AIM OF THE TASK:
Return exactly the lines below, starting with the one that has "Target: white paper sheet" and going on through the one that has "Target: green leafy plant".
=== Section Start ===
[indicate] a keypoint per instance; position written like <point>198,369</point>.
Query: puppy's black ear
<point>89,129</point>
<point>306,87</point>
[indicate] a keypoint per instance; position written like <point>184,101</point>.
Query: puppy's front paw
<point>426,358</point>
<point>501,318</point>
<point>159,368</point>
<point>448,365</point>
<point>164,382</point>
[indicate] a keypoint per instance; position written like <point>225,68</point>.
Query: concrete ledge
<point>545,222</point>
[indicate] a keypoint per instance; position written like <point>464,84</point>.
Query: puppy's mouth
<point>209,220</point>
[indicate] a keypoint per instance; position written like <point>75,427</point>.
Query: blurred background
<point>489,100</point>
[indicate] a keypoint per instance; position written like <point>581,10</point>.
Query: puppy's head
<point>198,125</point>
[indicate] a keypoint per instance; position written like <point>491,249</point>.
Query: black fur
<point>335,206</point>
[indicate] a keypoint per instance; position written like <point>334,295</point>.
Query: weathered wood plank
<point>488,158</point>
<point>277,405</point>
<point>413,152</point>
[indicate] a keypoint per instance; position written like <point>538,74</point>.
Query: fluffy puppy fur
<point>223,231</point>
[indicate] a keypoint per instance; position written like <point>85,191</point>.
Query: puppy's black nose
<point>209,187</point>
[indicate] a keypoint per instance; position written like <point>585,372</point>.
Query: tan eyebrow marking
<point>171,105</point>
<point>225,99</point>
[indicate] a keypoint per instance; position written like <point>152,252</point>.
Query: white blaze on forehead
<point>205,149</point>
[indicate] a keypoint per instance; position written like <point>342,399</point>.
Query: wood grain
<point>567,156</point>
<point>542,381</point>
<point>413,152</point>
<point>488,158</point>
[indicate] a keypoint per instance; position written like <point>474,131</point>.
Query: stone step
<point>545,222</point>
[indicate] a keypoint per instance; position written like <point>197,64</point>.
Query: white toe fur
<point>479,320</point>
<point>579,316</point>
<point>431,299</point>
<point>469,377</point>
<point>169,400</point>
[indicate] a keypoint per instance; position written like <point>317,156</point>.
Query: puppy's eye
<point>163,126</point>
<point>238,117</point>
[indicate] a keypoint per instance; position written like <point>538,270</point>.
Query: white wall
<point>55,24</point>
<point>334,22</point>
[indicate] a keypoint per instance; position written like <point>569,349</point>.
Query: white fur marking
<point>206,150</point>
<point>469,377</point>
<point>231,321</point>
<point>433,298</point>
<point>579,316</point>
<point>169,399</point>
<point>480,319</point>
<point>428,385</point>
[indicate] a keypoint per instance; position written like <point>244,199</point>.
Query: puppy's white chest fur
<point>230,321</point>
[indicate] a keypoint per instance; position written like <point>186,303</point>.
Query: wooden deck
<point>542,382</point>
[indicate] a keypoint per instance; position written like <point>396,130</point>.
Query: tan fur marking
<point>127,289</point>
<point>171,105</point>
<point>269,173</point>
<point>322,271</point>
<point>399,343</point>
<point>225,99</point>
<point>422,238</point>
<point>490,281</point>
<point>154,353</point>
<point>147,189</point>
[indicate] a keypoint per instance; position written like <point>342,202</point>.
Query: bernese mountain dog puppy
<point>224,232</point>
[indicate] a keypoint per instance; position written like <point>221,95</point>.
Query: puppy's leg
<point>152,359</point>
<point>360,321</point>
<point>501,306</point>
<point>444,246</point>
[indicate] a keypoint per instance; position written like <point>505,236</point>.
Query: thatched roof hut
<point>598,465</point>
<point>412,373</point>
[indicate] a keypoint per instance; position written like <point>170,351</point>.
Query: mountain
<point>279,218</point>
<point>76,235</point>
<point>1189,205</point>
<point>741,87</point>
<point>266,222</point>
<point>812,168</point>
=== Section End ===
=== Section Start ===
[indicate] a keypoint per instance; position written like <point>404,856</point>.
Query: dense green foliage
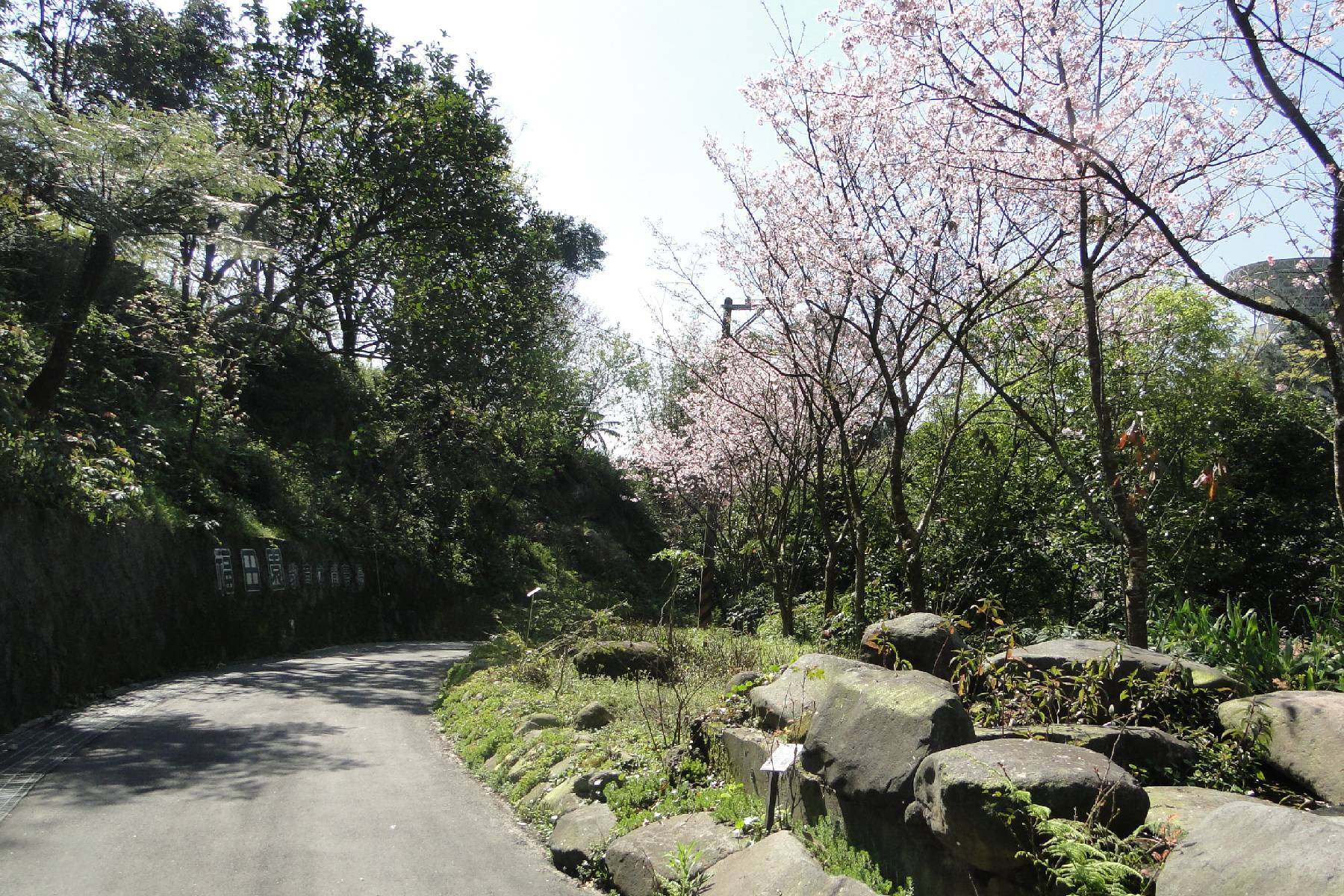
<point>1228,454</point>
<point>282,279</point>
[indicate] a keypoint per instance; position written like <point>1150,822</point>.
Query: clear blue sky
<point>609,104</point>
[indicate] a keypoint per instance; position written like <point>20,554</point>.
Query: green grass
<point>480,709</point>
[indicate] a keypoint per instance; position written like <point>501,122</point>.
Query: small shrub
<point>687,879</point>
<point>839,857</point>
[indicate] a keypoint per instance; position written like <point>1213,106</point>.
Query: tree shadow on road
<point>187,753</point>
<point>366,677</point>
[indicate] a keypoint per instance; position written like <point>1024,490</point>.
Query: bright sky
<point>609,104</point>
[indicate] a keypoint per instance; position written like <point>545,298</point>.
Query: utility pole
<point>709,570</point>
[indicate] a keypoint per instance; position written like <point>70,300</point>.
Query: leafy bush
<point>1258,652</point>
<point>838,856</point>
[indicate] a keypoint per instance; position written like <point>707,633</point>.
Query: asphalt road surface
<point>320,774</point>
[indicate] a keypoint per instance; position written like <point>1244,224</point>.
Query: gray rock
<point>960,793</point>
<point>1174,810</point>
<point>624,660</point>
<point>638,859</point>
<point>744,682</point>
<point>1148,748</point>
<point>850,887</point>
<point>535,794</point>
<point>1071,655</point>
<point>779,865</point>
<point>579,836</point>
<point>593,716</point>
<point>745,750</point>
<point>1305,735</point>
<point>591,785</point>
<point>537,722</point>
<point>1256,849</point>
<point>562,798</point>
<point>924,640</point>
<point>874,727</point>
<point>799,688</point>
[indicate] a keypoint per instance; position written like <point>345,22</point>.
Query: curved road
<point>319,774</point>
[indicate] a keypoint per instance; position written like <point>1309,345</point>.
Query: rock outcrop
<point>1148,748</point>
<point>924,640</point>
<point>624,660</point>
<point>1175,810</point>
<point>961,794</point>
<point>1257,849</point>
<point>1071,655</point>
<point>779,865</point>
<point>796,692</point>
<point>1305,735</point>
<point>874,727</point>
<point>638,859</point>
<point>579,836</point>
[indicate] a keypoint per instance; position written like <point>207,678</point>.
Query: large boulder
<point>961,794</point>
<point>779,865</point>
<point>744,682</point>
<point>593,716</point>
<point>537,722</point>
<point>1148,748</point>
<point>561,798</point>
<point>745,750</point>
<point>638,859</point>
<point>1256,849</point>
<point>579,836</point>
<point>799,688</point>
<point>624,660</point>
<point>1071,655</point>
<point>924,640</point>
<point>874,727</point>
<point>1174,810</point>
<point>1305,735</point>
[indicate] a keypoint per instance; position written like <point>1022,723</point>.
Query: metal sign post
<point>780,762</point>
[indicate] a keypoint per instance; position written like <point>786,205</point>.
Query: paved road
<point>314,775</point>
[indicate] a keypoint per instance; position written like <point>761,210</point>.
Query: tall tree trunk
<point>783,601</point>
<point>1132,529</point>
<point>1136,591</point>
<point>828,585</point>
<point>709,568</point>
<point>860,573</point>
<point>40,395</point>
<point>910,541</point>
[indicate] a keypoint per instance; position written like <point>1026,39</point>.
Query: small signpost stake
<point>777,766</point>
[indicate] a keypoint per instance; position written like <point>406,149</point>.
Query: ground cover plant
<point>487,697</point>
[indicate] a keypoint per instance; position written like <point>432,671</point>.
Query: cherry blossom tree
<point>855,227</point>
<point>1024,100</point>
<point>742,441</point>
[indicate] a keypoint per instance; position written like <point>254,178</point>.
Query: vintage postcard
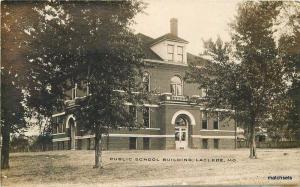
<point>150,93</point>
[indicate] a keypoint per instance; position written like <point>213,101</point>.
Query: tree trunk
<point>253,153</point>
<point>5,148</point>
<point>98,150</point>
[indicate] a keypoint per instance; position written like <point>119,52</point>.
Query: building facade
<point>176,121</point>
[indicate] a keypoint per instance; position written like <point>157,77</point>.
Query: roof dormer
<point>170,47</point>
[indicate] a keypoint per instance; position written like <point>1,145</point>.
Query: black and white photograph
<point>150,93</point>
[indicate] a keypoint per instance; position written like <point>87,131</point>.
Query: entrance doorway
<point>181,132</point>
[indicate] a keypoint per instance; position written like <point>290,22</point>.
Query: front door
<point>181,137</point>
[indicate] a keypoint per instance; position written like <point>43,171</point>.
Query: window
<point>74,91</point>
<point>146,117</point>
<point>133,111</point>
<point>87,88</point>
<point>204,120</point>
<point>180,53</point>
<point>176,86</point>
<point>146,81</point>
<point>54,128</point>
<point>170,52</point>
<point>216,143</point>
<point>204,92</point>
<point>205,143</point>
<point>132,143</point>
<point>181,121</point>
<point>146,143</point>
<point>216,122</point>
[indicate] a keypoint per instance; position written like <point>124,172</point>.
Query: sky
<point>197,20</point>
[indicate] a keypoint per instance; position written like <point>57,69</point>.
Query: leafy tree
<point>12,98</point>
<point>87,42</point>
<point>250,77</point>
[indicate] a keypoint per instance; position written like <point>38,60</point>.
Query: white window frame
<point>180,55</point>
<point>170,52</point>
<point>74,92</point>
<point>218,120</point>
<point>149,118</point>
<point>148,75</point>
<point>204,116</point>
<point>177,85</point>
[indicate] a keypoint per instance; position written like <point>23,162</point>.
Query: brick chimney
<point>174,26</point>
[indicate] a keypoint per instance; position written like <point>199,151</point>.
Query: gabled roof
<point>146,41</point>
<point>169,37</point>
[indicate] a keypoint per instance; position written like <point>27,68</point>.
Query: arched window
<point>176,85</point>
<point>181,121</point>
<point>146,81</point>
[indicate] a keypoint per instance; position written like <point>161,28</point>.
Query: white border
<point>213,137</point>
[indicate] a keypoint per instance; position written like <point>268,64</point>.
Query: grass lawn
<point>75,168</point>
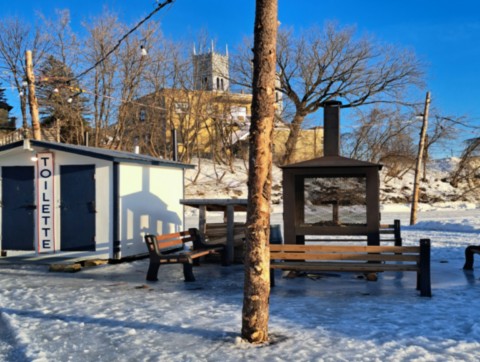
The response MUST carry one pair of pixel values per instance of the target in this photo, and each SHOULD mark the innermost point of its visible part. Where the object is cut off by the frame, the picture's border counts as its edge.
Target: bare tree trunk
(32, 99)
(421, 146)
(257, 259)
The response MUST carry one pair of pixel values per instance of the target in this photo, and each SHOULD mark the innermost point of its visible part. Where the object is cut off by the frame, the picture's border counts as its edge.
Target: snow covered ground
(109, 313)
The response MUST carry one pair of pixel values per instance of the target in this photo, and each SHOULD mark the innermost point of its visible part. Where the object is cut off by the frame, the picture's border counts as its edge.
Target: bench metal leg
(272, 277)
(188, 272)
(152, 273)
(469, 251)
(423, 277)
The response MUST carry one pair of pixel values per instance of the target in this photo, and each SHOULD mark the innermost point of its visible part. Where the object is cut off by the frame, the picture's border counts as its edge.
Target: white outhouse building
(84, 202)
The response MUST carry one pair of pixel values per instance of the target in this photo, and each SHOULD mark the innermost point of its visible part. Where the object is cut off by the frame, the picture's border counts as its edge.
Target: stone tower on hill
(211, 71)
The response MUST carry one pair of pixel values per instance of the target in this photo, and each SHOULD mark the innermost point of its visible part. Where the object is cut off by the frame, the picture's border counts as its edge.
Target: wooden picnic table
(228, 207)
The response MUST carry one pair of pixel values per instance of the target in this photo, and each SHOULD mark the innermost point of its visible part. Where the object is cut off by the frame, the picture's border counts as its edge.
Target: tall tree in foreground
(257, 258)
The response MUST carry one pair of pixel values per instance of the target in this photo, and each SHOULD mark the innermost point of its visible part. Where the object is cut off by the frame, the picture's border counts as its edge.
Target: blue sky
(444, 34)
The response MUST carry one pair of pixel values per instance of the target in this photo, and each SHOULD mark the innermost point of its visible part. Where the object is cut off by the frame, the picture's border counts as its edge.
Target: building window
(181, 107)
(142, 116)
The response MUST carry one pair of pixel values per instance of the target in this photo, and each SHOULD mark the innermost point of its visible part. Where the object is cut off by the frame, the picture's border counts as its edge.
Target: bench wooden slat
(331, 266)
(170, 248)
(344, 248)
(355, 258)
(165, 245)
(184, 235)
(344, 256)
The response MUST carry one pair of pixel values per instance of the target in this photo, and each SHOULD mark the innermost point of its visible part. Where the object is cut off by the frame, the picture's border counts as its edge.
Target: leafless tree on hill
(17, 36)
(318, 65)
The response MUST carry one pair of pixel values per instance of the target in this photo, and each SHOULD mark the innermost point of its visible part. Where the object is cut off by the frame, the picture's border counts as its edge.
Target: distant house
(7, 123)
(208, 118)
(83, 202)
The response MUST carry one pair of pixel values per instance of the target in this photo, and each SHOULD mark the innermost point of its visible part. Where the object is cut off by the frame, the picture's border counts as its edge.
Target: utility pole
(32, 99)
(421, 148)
=== Section End ===
=== Section Start ===
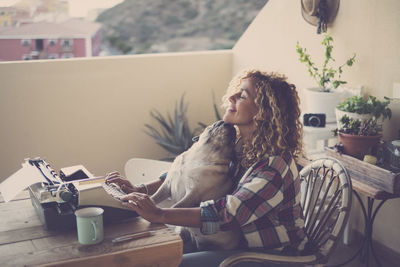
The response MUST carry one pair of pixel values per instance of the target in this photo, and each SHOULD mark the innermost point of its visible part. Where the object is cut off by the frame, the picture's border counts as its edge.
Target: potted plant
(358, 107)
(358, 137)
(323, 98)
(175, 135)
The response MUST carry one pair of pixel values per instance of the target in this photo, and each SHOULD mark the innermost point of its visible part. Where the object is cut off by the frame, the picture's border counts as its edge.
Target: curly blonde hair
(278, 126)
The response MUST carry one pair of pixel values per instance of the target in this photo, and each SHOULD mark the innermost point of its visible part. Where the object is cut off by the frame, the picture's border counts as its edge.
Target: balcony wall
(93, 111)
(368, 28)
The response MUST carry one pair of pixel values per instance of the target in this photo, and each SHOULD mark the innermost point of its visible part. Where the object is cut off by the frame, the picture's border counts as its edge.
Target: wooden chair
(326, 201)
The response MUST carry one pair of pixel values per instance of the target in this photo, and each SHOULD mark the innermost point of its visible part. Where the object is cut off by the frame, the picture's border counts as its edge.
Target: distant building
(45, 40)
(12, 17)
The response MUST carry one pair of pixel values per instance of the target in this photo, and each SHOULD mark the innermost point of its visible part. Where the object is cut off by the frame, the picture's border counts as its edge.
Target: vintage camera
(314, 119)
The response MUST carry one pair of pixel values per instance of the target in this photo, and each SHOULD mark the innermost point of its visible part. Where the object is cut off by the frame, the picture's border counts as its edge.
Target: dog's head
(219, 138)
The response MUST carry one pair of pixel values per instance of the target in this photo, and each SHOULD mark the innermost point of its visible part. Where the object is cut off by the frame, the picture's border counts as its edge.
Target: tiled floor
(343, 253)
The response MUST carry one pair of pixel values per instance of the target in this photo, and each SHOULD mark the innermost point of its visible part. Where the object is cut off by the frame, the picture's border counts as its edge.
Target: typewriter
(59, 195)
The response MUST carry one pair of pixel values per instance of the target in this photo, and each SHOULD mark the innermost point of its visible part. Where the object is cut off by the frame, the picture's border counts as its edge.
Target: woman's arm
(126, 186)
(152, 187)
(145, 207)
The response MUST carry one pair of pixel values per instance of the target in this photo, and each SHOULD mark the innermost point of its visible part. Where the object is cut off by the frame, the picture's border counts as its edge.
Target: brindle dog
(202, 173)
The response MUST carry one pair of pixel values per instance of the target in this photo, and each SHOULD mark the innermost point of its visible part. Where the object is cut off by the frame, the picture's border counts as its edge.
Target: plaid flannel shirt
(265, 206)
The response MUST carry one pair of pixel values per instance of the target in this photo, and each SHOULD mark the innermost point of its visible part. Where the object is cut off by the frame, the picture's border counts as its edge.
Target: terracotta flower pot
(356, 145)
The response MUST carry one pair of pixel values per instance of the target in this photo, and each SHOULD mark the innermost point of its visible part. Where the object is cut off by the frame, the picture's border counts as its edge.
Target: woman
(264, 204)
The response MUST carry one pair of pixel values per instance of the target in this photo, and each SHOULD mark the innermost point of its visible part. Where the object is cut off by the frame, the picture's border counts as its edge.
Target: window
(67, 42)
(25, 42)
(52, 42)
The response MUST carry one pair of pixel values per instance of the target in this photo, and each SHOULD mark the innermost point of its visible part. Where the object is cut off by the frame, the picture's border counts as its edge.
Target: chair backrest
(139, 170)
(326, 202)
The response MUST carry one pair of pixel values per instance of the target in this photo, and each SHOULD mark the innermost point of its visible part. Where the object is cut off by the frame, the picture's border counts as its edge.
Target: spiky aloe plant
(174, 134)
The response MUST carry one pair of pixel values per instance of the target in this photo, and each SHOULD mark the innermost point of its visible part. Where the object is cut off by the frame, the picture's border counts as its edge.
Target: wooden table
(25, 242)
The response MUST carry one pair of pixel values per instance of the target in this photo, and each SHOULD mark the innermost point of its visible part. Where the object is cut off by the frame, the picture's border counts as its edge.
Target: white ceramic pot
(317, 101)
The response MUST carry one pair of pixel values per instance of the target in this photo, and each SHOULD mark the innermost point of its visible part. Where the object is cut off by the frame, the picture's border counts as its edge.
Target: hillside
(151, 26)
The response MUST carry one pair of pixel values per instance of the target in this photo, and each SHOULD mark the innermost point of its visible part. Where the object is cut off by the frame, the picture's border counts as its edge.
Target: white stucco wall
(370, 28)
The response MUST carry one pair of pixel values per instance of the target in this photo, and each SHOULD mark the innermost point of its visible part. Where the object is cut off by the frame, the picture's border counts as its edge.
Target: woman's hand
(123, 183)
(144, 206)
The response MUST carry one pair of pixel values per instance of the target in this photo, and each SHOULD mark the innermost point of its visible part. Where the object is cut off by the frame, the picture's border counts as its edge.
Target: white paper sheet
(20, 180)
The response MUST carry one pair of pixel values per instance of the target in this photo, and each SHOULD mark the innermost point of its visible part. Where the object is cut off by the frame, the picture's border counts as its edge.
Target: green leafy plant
=== Section End ===
THE ANSWER:
Target: white paper sheet
(20, 180)
The response MUST carry one pair of pixel values per instance of the target in this photo, and each SHOULD mark the innermost point of its visible part. Where the object is cut off by the frame, the picture's border counts as its edge.
Target: green leafy plant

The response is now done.